Repeat every one of the rows below word for word, line by line.
^^^^^^^^^^^^^^^^
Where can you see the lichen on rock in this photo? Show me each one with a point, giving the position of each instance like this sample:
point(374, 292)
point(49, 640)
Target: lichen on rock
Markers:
^^^^^^^^^^^^^^^^
Completed task —
Where can you see the lichen on rock in this photo? Show me each one with a point, giving the position of each instance like this sample:
point(374, 292)
point(49, 640)
Target: lichen on rock
Markers:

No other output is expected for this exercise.